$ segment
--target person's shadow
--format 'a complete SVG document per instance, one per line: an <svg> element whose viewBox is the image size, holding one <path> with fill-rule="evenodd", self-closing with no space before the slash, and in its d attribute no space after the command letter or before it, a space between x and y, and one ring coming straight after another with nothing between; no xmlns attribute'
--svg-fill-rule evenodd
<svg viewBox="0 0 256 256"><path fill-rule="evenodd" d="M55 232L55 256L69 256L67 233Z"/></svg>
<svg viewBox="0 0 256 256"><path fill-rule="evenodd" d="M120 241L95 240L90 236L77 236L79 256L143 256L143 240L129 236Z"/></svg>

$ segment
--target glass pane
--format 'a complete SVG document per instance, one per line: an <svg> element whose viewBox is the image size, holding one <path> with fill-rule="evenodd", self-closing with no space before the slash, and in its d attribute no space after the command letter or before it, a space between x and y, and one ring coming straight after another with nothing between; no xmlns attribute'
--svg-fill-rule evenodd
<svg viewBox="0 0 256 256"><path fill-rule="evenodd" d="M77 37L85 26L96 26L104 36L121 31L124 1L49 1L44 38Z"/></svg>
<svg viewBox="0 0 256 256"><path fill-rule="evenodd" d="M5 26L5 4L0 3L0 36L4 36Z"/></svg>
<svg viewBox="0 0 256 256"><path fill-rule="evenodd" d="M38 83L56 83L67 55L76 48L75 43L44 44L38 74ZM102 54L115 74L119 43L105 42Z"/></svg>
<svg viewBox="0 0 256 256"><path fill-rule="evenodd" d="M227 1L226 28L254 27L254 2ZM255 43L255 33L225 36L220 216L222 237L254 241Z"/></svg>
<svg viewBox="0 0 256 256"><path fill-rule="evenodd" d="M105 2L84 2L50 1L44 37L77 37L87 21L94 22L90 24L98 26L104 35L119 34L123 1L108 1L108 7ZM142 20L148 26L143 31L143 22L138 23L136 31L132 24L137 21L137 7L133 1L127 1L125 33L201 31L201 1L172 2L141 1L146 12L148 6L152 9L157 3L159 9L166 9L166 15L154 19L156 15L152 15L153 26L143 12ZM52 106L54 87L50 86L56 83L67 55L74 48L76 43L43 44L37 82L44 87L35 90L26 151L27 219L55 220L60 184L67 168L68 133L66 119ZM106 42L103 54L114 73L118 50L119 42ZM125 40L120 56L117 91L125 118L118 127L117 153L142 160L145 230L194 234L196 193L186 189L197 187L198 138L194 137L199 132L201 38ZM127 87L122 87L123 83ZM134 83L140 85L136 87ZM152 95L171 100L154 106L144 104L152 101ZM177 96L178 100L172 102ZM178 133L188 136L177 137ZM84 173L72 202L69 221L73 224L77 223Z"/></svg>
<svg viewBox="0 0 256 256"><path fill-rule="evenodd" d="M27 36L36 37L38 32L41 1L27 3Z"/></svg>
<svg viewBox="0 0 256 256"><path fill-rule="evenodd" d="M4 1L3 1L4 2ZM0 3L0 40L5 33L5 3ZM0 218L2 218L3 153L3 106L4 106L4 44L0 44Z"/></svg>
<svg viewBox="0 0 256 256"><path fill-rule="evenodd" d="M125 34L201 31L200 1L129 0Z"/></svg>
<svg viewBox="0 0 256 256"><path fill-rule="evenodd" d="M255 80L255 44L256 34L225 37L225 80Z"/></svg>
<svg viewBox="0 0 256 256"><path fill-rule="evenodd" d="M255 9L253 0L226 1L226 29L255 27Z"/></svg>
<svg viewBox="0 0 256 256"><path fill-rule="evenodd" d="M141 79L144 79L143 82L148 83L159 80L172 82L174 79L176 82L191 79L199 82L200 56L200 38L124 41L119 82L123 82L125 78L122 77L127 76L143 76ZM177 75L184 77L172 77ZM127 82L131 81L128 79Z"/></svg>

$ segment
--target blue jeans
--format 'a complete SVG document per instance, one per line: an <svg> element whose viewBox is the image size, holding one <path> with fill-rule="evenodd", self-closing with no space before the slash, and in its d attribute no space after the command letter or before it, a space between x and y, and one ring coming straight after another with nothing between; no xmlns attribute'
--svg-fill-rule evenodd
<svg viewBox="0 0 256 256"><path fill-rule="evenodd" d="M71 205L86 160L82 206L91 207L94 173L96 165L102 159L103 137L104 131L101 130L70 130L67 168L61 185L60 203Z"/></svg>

◆ ◆ ◆ ◆ ◆

* Work to be completed
Copy out every line of the data above that contains the word "target".

* Finished answer
--target person's shadow
--target glass pane
--target blue jeans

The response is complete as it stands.